Teks Bacaan:
========================================================================

Headlines News :
Home » » Di Meja Kerjanya, Tenggelam ke Masa Lalu

Di Meja Kerjanya, Tenggelam ke Masa Lalu

Written By ansel-boto.blogspot.com on Friday, July 26, 2019 | 8:23 PM

APAKAH setelah beliau dipanggil Tuhan, Kamis (25/7/2019) pukul 20.27 di RS Saint Carolus, Jakarta Pusat, sudah menemukan pewaris buku bukunya yang tak ternilai harganya bagi sejarah Jakarta tersebut, atau belum.

Kami bisa berjam-jam tenggelam di ruang kerjanya, berbincang tentang sejarah Jakarta sambil membongkar bongkar buku koleksinya dari minimal empat bahasa, serta sejumlah dokumen lainnya yang sebagian ia simpan di komputer. Dalam bincang bincang itu saya lebih sering menampung kemarahan, kegelisahan, dan kekecewaannya.

Berulangkali Pater Heuken menyayangkan kebijakan Pemerintah Provinsi DKI Jakarta dan pemerintah pusat yang sering abai membongkar bangunan bersejarah, bahkan mengubah infrastruktur lama yang menurut Pater Heuken sudah sempurna.

Karena rumah, sekaligus perpustakaan pribadi, dan kantornya ada di kawasan Menteng, Pater Heuken tahu benar bagaimana perkembangan perubahan taman kota pertama di Batavia (Jakarta) tersebut.

========================================================================

Bahan:
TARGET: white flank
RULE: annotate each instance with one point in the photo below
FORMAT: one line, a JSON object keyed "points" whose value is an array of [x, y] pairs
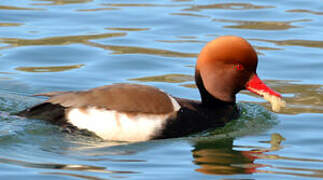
{"points": [[276, 102], [175, 104], [117, 126]]}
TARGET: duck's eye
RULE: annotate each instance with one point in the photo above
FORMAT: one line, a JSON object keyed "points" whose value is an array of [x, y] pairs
{"points": [[238, 67]]}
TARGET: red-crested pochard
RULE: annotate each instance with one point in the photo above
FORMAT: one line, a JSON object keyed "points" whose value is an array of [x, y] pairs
{"points": [[130, 112]]}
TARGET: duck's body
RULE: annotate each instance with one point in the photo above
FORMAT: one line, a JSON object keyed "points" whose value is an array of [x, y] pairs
{"points": [[129, 112]]}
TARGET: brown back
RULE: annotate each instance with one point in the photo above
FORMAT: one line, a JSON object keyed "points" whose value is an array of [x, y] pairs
{"points": [[119, 97]]}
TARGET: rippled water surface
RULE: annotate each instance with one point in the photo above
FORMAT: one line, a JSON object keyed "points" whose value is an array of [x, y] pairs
{"points": [[50, 45]]}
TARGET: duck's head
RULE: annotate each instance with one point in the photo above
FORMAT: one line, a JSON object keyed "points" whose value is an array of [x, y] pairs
{"points": [[227, 65]]}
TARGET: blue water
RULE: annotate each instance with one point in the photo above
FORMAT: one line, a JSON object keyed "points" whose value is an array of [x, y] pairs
{"points": [[56, 45]]}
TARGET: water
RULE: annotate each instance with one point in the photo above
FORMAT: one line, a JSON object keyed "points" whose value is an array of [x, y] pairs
{"points": [[50, 45]]}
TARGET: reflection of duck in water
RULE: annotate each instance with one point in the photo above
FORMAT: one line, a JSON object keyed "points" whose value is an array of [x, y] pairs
{"points": [[275, 141], [220, 157], [129, 112]]}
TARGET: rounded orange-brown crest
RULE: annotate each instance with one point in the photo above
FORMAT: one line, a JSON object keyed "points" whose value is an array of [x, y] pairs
{"points": [[224, 66]]}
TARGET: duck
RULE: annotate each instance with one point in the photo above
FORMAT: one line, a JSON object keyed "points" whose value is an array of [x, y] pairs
{"points": [[135, 112]]}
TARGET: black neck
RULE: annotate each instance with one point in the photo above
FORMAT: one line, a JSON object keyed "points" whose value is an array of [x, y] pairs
{"points": [[206, 97]]}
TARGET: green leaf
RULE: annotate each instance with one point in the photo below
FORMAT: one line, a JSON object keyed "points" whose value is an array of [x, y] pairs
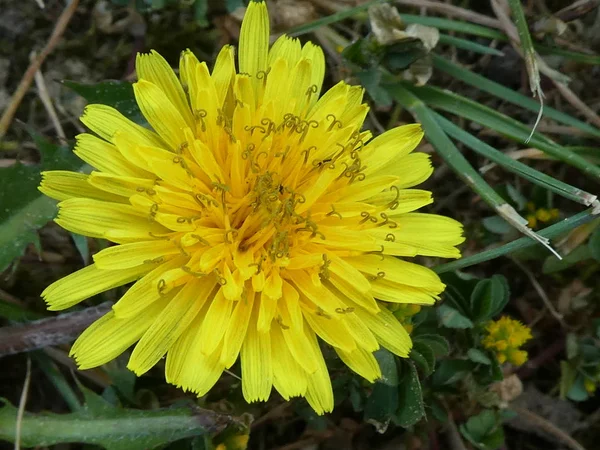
{"points": [[370, 80], [468, 45], [387, 364], [438, 344], [554, 265], [112, 428], [497, 224], [509, 95], [594, 245], [479, 357], [451, 318], [382, 404], [519, 244], [412, 408], [118, 94], [489, 297], [423, 356], [577, 392], [346, 13], [454, 103], [484, 430], [24, 209]]}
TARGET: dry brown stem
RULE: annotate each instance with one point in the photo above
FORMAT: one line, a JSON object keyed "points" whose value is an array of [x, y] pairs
{"points": [[35, 65], [46, 332]]}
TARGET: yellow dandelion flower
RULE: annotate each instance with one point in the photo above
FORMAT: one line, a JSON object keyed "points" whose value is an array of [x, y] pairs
{"points": [[255, 218], [505, 337]]}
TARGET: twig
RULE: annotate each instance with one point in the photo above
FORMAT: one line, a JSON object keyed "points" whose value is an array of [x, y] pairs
{"points": [[46, 332], [22, 403], [556, 77], [453, 11], [47, 102], [577, 103], [558, 316], [35, 65], [454, 440], [548, 427]]}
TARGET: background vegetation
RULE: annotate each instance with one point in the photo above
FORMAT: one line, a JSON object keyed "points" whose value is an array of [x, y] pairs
{"points": [[474, 74]]}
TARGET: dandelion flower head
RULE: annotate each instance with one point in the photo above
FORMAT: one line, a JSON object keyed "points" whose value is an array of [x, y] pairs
{"points": [[256, 219], [505, 337]]}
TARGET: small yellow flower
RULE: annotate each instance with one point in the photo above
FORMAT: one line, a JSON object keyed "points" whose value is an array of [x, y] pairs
{"points": [[504, 337], [254, 217], [590, 385], [543, 215]]}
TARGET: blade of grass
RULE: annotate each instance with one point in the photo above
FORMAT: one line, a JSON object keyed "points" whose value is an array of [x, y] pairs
{"points": [[529, 56], [471, 110], [468, 45], [57, 379], [454, 25], [535, 176], [550, 232], [457, 162], [585, 58], [509, 95], [333, 18]]}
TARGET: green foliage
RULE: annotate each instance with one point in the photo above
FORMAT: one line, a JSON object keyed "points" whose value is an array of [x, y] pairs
{"points": [[112, 427], [24, 209], [484, 430], [118, 94], [580, 372]]}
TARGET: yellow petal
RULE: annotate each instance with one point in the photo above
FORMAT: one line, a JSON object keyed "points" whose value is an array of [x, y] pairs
{"points": [[95, 218], [289, 378], [153, 67], [106, 121], [334, 332], [314, 54], [319, 392], [224, 72], [236, 331], [87, 282], [119, 185], [134, 254], [396, 270], [257, 369], [254, 41], [62, 185], [161, 114], [362, 362], [216, 321], [389, 332], [145, 291], [390, 146], [188, 368], [164, 331], [105, 156], [430, 234], [110, 336]]}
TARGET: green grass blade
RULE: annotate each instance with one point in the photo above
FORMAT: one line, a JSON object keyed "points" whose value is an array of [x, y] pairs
{"points": [[454, 25], [527, 46], [333, 18], [57, 379], [471, 110], [519, 244], [445, 147], [496, 89], [535, 176], [457, 162], [585, 58], [471, 46]]}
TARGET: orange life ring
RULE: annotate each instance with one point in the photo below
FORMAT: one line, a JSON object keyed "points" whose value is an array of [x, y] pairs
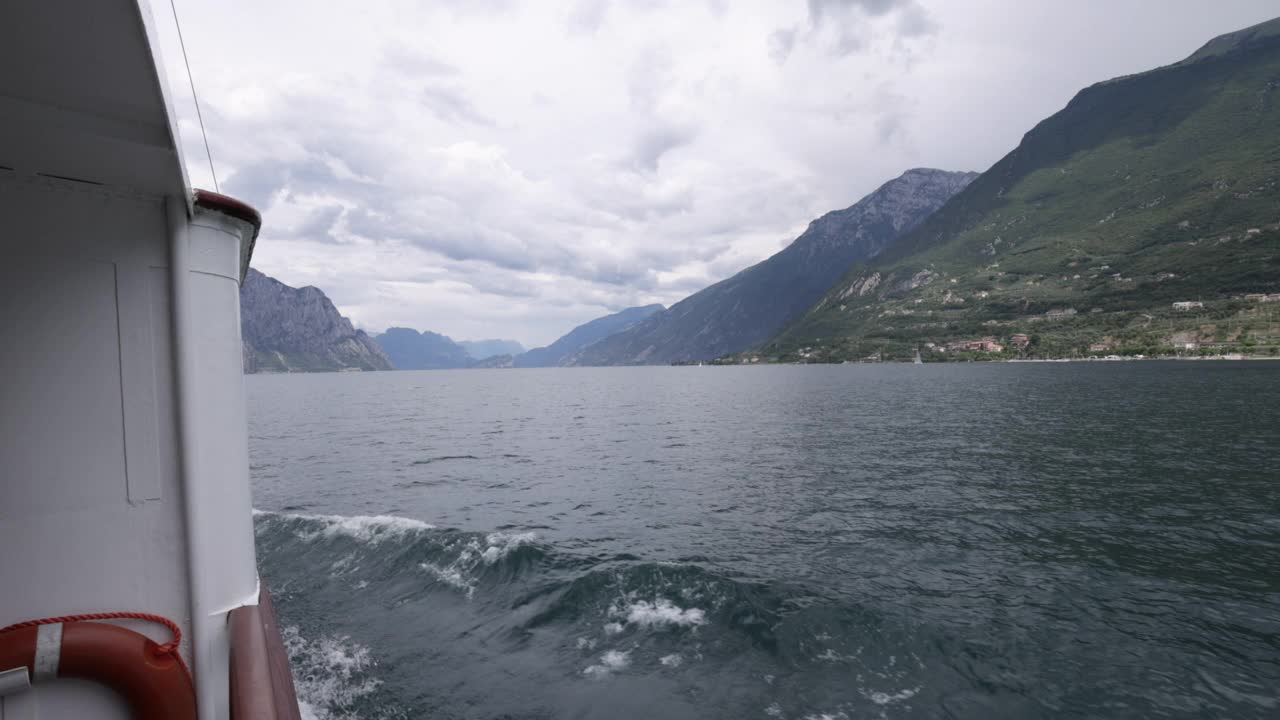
{"points": [[151, 678]]}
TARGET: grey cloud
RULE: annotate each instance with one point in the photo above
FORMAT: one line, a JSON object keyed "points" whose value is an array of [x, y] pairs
{"points": [[648, 77], [781, 44], [848, 21], [821, 9], [416, 63], [449, 104], [657, 141], [320, 224], [588, 16], [474, 242]]}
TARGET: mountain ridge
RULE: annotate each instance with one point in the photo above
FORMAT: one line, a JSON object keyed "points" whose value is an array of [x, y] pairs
{"points": [[1144, 196], [753, 304], [572, 342], [288, 329]]}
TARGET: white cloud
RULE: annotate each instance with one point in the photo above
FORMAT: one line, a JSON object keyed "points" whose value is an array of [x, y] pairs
{"points": [[513, 168]]}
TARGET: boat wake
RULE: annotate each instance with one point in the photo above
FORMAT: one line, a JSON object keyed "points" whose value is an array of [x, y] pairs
{"points": [[394, 618]]}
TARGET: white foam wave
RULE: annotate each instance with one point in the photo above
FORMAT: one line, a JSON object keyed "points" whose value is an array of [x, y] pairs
{"points": [[609, 662], [886, 698], [451, 575], [501, 545], [366, 528], [461, 572], [329, 674], [663, 613]]}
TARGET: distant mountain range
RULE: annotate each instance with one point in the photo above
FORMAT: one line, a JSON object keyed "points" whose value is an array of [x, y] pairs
{"points": [[1142, 218], [481, 349], [750, 306], [570, 347], [289, 329], [414, 350]]}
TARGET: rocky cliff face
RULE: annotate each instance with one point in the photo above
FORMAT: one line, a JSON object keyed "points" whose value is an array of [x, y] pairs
{"points": [[748, 308], [288, 329]]}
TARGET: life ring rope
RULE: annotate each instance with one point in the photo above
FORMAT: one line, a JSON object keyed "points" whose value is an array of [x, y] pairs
{"points": [[160, 650]]}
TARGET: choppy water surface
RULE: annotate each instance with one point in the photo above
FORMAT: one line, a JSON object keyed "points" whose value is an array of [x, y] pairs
{"points": [[821, 542]]}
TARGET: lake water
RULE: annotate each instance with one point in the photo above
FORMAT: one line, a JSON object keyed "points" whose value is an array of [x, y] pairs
{"points": [[776, 542]]}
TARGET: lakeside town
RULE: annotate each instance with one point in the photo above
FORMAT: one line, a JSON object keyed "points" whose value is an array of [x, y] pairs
{"points": [[1193, 329]]}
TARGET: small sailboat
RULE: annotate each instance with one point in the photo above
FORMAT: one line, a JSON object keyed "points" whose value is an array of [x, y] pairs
{"points": [[126, 519]]}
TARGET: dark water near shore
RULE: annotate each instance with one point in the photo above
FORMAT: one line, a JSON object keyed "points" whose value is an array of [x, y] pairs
{"points": [[792, 542]]}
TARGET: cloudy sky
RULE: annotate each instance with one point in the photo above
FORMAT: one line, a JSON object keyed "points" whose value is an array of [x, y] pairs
{"points": [[493, 168]]}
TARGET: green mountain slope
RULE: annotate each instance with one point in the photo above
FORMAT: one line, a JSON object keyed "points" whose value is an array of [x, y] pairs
{"points": [[1144, 191]]}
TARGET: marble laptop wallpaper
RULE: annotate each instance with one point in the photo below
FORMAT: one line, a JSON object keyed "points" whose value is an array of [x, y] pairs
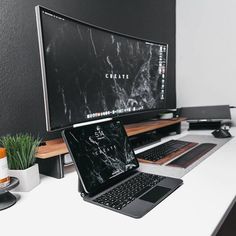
{"points": [[93, 73], [101, 152]]}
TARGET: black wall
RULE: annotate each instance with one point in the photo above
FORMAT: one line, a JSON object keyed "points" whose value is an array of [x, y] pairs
{"points": [[21, 96]]}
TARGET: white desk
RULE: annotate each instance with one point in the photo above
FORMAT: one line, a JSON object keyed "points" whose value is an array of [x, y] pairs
{"points": [[196, 208]]}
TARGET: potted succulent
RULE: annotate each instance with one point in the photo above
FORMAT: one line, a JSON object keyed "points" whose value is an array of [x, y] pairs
{"points": [[21, 150]]}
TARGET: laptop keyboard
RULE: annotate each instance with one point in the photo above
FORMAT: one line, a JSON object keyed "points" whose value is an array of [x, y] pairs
{"points": [[128, 191], [161, 152]]}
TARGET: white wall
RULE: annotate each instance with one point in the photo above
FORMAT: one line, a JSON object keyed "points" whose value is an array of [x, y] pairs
{"points": [[206, 53]]}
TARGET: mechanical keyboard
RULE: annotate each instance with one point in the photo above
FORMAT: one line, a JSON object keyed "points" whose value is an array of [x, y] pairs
{"points": [[165, 152], [193, 155], [125, 193]]}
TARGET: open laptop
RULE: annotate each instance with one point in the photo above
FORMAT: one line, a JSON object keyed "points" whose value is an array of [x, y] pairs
{"points": [[108, 170]]}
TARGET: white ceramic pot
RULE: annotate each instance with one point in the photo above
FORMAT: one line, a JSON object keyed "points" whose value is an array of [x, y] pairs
{"points": [[28, 178]]}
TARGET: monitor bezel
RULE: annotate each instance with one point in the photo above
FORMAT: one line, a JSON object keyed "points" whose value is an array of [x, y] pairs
{"points": [[38, 10]]}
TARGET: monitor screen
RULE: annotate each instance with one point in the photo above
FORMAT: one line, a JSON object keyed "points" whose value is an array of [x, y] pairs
{"points": [[91, 73], [101, 153]]}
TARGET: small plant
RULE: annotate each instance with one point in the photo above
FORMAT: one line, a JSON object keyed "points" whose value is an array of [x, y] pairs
{"points": [[21, 150]]}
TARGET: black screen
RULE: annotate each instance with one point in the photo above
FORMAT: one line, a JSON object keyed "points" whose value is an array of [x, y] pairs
{"points": [[101, 153], [91, 73]]}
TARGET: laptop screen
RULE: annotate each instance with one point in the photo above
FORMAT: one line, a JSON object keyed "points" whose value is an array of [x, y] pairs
{"points": [[101, 153]]}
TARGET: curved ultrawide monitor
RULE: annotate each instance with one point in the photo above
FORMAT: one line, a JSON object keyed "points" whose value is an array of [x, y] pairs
{"points": [[91, 73]]}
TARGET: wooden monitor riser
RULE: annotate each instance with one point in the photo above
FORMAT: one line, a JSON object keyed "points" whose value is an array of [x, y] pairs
{"points": [[58, 147]]}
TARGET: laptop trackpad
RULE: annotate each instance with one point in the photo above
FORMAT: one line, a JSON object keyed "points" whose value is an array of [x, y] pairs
{"points": [[155, 194]]}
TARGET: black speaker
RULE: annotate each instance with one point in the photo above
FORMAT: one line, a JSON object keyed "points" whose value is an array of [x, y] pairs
{"points": [[205, 117]]}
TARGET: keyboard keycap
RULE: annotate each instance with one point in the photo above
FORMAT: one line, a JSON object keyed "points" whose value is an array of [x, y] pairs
{"points": [[128, 191]]}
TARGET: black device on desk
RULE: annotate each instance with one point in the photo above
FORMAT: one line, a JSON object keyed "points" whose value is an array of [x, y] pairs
{"points": [[205, 117], [107, 168], [221, 133]]}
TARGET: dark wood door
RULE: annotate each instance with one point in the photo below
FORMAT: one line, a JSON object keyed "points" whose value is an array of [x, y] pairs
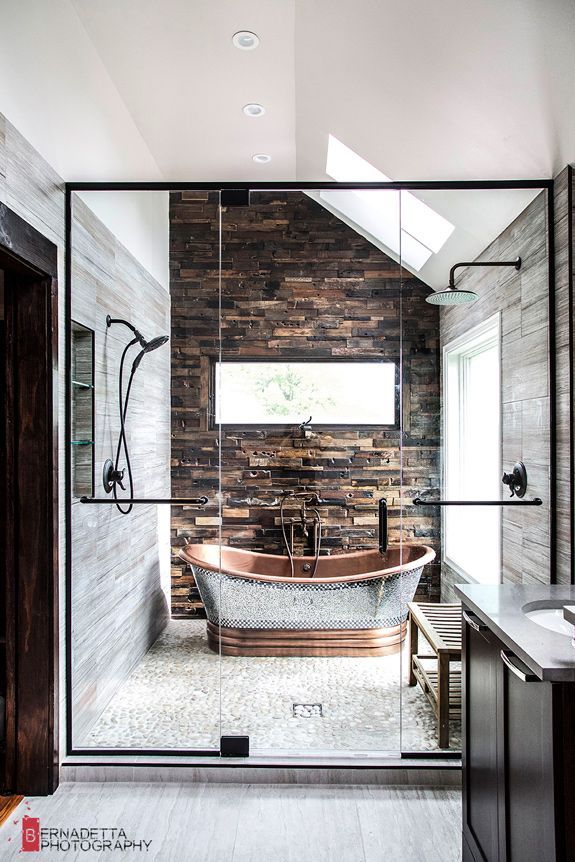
{"points": [[529, 797], [480, 670], [29, 761]]}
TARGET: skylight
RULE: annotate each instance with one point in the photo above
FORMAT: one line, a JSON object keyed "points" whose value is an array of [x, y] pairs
{"points": [[423, 231]]}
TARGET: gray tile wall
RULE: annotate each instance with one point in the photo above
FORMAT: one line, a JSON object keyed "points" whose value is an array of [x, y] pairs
{"points": [[113, 627], [522, 300], [120, 562]]}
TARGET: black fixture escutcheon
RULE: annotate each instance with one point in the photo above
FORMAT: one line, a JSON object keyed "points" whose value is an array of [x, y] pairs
{"points": [[517, 480]]}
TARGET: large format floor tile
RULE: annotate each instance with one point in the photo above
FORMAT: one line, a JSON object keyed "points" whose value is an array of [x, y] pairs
{"points": [[246, 823]]}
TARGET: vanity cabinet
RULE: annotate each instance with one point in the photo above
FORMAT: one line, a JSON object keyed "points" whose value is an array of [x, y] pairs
{"points": [[518, 755]]}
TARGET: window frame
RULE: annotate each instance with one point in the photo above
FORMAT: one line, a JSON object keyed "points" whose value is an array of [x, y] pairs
{"points": [[470, 343], [270, 426]]}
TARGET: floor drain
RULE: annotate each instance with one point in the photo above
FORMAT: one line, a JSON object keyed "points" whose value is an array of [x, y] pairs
{"points": [[307, 710]]}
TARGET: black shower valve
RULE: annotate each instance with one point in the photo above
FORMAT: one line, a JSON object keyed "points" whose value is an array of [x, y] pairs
{"points": [[111, 477], [517, 480]]}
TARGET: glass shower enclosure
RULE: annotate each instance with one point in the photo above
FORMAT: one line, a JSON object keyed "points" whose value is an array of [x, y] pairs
{"points": [[296, 450]]}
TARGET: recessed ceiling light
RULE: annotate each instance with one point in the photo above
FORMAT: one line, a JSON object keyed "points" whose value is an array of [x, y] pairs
{"points": [[245, 40], [253, 110]]}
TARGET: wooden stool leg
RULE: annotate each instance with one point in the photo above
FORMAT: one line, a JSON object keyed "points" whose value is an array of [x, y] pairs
{"points": [[413, 645], [443, 700]]}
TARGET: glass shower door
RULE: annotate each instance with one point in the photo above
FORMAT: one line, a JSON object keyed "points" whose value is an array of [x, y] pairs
{"points": [[142, 677], [307, 399]]}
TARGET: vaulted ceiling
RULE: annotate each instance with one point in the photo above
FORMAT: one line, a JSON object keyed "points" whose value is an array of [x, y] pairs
{"points": [[141, 89]]}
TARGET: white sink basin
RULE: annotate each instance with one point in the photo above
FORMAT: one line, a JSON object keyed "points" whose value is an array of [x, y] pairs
{"points": [[552, 619]]}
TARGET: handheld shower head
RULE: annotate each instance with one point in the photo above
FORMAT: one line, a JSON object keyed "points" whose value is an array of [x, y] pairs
{"points": [[155, 342], [147, 347]]}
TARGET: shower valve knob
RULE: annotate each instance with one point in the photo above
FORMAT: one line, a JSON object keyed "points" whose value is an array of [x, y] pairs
{"points": [[517, 480], [111, 477]]}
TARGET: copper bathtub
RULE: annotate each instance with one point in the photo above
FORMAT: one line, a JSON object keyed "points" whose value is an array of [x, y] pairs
{"points": [[355, 605]]}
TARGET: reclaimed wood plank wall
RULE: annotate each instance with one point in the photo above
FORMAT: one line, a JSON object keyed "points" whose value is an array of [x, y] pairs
{"points": [[296, 283]]}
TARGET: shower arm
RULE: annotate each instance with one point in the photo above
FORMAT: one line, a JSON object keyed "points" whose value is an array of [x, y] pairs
{"points": [[516, 263]]}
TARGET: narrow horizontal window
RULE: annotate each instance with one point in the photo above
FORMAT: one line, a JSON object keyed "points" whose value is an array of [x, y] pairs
{"points": [[288, 393]]}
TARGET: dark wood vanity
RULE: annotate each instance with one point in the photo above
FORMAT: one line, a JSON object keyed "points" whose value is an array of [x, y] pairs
{"points": [[518, 732]]}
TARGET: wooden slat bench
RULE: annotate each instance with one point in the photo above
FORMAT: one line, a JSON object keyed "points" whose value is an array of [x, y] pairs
{"points": [[440, 625]]}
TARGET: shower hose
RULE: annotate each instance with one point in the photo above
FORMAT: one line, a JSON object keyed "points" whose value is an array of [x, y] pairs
{"points": [[122, 442]]}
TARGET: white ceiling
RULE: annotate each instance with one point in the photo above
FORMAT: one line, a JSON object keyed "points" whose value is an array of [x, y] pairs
{"points": [[456, 89]]}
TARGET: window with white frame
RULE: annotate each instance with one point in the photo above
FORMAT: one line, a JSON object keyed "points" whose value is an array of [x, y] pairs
{"points": [[472, 451], [280, 392]]}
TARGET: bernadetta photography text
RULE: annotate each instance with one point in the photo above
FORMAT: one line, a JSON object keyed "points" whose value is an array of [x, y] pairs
{"points": [[90, 839]]}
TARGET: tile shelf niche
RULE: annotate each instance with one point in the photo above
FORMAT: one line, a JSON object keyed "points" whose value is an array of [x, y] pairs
{"points": [[82, 409]]}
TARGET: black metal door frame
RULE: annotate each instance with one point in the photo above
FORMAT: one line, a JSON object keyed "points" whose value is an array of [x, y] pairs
{"points": [[242, 189]]}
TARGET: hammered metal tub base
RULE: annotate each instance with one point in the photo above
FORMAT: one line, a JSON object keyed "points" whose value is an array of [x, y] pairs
{"points": [[290, 642]]}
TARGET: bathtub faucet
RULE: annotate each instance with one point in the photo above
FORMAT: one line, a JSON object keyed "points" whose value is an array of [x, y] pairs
{"points": [[382, 519]]}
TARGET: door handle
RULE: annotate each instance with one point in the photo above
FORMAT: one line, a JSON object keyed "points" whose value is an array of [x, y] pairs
{"points": [[474, 622], [525, 676]]}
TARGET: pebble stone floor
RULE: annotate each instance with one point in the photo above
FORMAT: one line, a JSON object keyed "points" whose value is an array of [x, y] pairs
{"points": [[172, 700]]}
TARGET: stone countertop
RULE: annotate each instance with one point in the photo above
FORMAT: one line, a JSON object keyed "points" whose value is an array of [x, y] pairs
{"points": [[551, 656]]}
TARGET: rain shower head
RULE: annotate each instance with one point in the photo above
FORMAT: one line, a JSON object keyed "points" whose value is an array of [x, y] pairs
{"points": [[452, 295]]}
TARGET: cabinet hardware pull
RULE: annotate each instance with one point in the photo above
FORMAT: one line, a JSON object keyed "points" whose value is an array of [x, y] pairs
{"points": [[474, 623], [525, 676]]}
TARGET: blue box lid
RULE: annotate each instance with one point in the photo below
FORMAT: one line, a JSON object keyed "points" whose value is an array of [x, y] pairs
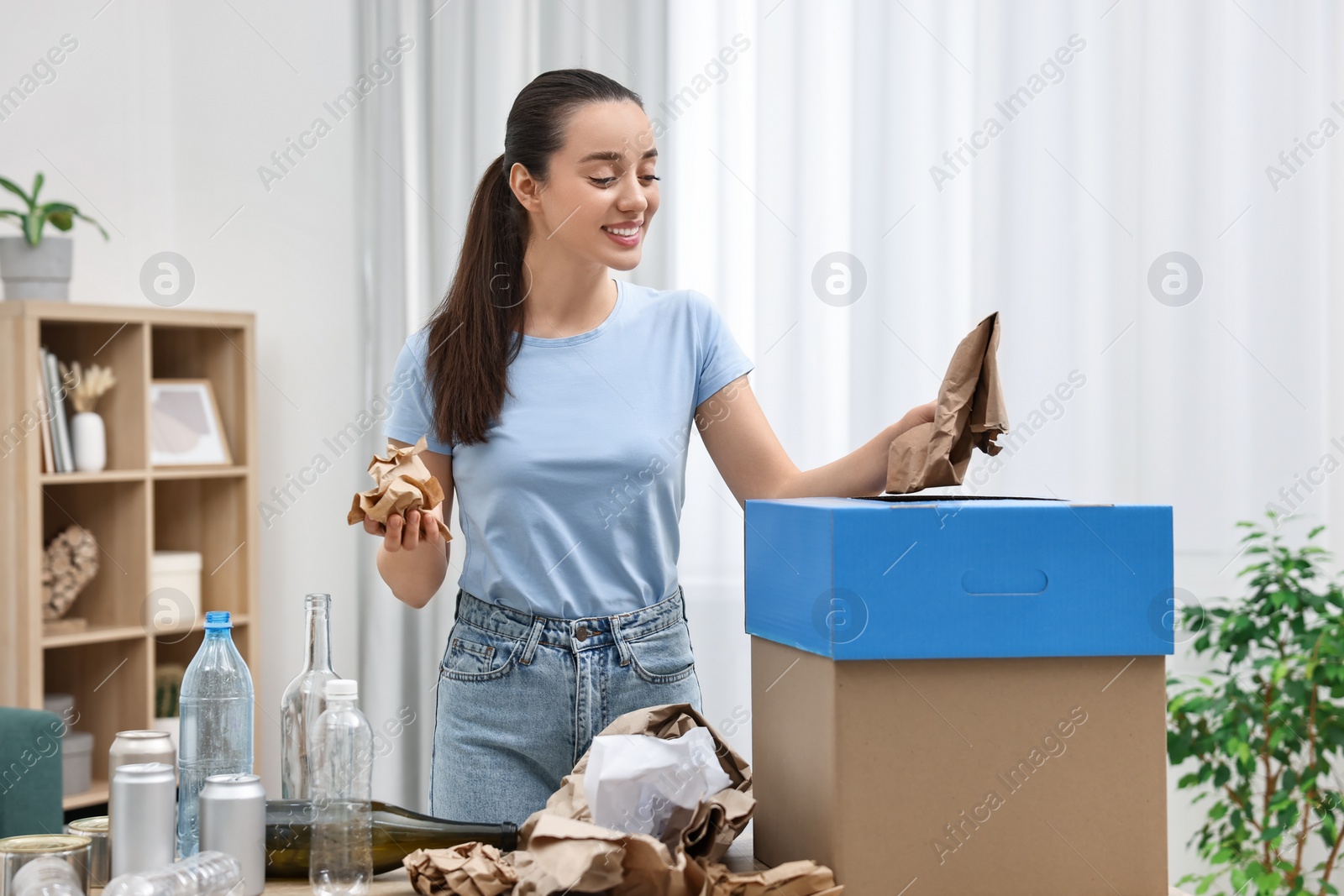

========================================================================

Daftar Tugas:
1. Menurut teks tentang Pater Heuken, di kawasan mana rumah, perpustakaan pribadi, dan kantornya berada?
2. Kutip bagian teks tentang Pater Heuken mulai dari "Written By ansel-boto.blogspot.com" sampai dengan "Heuken sudah sempurna.".

Jawaban Latihan:
1. Di kawasan Menteng.

2.
Written By ansel-boto.blogspot.com on Friday, July 26, 2019 | 8:23 PM

APAKAH setelah beliau dipanggil Tuhan, Kamis (25/7/2019) pukul 20.27 di RS Saint Carolus, Jakarta Pusat, sudah menemukan pewaris buku bukunya yang tak ternilai harganya bagi sejarah Jakarta tersebut, atau belum.

Kami bisa berjam-jam tenggelam di ruang kerjanya, berbincang tentang sejarah Jakarta sambil membongkar bongkar buku koleksinya dari minimal empat bahasa, serta sejumlah dokumen lainnya yang sebagian ia simpan di komputer. Dalam bincang bincang itu saya lebih sering menampung kemarahan, kegelisahan, dan kekecewaannya.

Berulangkali Pater Heuken menyayangkan kebijakan Pemerintah Provinsi DKI Jakarta dan pemerintah pusat yang sering abai membongkar bangunan bersejarah, bahkan mengubah infrastruktur lama yang menurut Pater Heuken sudah sempurna.